[RECORDS PROVIDED — start]

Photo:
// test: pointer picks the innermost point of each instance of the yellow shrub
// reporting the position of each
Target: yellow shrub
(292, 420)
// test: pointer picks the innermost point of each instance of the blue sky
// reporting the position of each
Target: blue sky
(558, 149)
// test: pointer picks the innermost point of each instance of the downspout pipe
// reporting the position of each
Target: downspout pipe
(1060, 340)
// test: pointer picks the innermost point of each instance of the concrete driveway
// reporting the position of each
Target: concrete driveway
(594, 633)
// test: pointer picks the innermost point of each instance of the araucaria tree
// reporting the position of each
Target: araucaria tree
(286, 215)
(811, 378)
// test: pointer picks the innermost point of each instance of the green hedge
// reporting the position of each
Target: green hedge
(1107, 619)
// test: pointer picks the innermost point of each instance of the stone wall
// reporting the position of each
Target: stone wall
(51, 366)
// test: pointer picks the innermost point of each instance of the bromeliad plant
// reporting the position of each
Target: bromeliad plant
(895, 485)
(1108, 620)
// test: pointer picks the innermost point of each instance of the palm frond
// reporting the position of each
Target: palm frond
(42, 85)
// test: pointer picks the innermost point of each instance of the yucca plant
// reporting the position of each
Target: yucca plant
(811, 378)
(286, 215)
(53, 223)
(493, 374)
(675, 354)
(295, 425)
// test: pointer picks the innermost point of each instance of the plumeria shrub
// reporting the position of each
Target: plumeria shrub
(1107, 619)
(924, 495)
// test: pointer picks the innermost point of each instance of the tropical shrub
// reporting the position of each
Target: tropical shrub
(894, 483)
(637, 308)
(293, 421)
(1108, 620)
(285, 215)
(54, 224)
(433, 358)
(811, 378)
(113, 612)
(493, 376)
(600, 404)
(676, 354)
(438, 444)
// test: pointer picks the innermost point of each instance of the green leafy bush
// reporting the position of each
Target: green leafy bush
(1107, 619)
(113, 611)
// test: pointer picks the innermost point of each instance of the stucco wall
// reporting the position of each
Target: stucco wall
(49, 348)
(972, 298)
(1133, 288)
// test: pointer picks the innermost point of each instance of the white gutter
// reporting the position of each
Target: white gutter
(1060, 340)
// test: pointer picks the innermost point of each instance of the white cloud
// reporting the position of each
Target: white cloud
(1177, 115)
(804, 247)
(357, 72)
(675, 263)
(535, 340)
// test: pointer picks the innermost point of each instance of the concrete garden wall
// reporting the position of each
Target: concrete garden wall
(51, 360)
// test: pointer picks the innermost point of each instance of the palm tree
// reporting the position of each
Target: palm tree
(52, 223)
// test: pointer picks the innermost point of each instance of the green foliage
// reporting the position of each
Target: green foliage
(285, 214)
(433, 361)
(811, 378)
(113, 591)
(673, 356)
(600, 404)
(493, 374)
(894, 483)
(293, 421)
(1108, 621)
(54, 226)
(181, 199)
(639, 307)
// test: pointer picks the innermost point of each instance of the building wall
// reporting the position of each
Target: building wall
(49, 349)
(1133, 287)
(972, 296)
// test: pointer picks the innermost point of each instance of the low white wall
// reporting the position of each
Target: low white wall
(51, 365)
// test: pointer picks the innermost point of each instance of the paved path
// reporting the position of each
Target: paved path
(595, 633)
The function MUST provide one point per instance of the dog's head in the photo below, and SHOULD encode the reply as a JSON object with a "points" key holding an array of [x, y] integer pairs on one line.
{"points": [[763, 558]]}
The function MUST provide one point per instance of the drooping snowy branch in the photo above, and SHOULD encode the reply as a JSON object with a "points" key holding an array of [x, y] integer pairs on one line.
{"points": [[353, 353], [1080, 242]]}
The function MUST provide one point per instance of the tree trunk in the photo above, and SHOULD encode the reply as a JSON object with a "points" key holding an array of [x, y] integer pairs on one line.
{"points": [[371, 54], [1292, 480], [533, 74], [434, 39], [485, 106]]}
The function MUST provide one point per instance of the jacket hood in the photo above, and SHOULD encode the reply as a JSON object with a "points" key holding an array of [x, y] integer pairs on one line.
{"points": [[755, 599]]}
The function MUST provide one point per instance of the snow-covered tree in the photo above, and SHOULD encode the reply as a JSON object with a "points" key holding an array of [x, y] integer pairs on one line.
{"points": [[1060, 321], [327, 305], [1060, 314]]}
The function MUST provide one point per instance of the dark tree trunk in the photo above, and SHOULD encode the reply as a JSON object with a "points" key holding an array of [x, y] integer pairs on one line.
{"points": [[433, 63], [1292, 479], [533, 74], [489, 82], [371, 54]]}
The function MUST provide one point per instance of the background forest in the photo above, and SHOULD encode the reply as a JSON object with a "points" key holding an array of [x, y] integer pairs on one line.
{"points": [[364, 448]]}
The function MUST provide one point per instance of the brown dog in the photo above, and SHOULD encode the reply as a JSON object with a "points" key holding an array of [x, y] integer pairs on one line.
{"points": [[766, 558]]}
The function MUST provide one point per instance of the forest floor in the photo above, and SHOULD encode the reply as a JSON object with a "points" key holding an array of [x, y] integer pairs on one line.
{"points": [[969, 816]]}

[RECORDS PROVIDED — finish]

PROMPT:
Everything in the listing should be transcribed exactly.

ANSWER FOR THIS EXERCISE:
Photo:
// test: pointer picks the innermost point of each instance of the yellow shrub
// reporting the position of each
Target: yellow shrub
(292, 420)
// test: pointer picks the innermost point of each instance of the blue sky
// reporting the position of each
Target: blue sky
(558, 149)
// test: pointer picks the innermost point of each instance of the downspout pipe
// reporting the position of each
Target: downspout pipe
(1060, 340)
// test: pointer picks the innermost point of each instance of the concrete driveway
// reporting the position of each
Target: concrete driveway
(594, 633)
// test: pointer picks the innermost point of each instance of the araucaria tree
// reporting the position of each
Target: araucaria tree
(286, 215)
(811, 378)
// test: pointer picks the innermost point of each instance of the green hedge
// reporting the position of each
Target: green hedge
(1107, 619)
// test: pointer picks the innermost point of each instance of the stone wall
// reporting the position of each
Target: stone wall
(51, 366)
// test: pointer picks the innermost point of each instance of the bromeliad plant
// reporting the position of each
Target: bromeliad plant
(895, 485)
(1108, 620)
// test: pointer picks the innermost point of each instance of the palm frond
// reporting the position of each
Target: palm frond
(42, 85)
// test: pointer picks the innermost point of each instance of the yucca plant
// reporting the position of each
Target: yucca plant
(811, 378)
(286, 215)
(53, 223)
(493, 374)
(675, 354)
(295, 425)
// test: pointer picks the innermost point of each instance of the plumeria shrub
// reporting the position of each
Target: plumeria shrub
(1107, 619)
(924, 495)
// test: pointer picks the innermost point of each instance of the tropical shrub
// reporting the position of each
Target: tropical shrub
(894, 483)
(637, 308)
(293, 421)
(1108, 620)
(285, 215)
(54, 224)
(433, 358)
(811, 378)
(113, 612)
(493, 376)
(600, 404)
(676, 354)
(438, 444)
// test: pointer picks the innermost point of each instance of the green leafy bush
// reporting the position of each
Target: green leafy bush
(1107, 619)
(113, 611)
// test: pointer picks the innermost point of each instance of the stucco wall
// reporting the position of each
Target: stucco wall
(49, 348)
(972, 298)
(1133, 288)
// test: pointer picks the innermost point of each instance of the white gutter
// reporting the position of each
Target: white gutter
(1060, 340)
// test: pointer picks the innermost point of each instance of the white cloud
// reporting the position of each
Target: white cloud
(1177, 115)
(804, 247)
(357, 72)
(675, 263)
(535, 340)
// test: pointer picks the innermost point of each instance of the concrete garden wall
// reporting the position of each
Target: concrete garden wall
(51, 360)
// test: pointer picks the innermost point of each instance of the palm tree
// reporting the position of each
Target: palm tree
(52, 223)
// test: pointer picks the innermost point of each instance of the green foliage
// reporting the position of each
Target: green foliage
(285, 214)
(433, 361)
(811, 378)
(113, 591)
(673, 356)
(600, 404)
(493, 374)
(894, 483)
(293, 421)
(1108, 621)
(54, 226)
(181, 199)
(639, 307)
// test: pointer picks the innermost point of each instance of the building wall
// reporting the position of each
Target: building wall
(49, 349)
(1133, 287)
(972, 296)
// test: pointer picks the innermost point of each instance of the low white wall
// reporting the position of each
Target: low white wall
(51, 365)
// test: pointer picks the innermost point of each instance of the paved path
// reporting the position of each
Target: paved path
(595, 633)
The function MUST provide one point per instance of the dog's head in the photo below, and SHOULD encode the reply as a JSON object with a "points" key holding an array of [x, y] integer pairs on one line.
{"points": [[763, 558]]}
The function MUST provide one point per instance of the drooping snowy branch in the photo above, and SHOULD encode the reply as a JSON object with a "points" key holding an array of [x, y] integer pairs on one line.
{"points": [[353, 353], [1080, 242]]}
The function MUST provide one point per instance of the tree trunk in the photo above, and SHOULD encode the reply as a JSON object with a "points" key holding an array of [x, y] integer pairs on one line.
{"points": [[371, 54], [1292, 480], [533, 74], [434, 39], [485, 106]]}
The function MUST provide one point per instance of the jacket hood in the photo above, and SHOULD encode the reply as a JSON object with a "points" key holding an array of [x, y] integer pairs on one line.
{"points": [[755, 599]]}
The function MUST provide one point per instance of the snow-covered tree in the photo above, and SHOULD encode the reply as a JSON object with a "points" key holding an array of [x, y] integer pairs on one line.
{"points": [[1060, 321], [327, 305], [1060, 314]]}
The function MUST provide one point per instance of the dark tree trunk in the photo above, and SHOULD encode the reply as a JSON object with a "points" key holding an array of [x, y] integer pairs on one line.
{"points": [[433, 63], [1292, 479], [533, 74], [489, 82], [371, 54]]}
The function MUST provide one point per instance of the background forest in the photo above, and SHOULD encode the reply as a JSON object with a "points" key holding an array of [x, y] integer pairs on one line.
{"points": [[364, 448]]}
The function MUST provide one point per instance of the brown dog in the photo above, and SHOULD encode the reply as a JSON object with a "points" key holding an array of [x, y] integer pairs on one line.
{"points": [[766, 558]]}
The function MUST provide one point per instance of the forest floor in the photo above, and SHOULD encode the reply as a JSON object with a "points" key holding an array of [x, y] integer pairs on one line.
{"points": [[969, 816]]}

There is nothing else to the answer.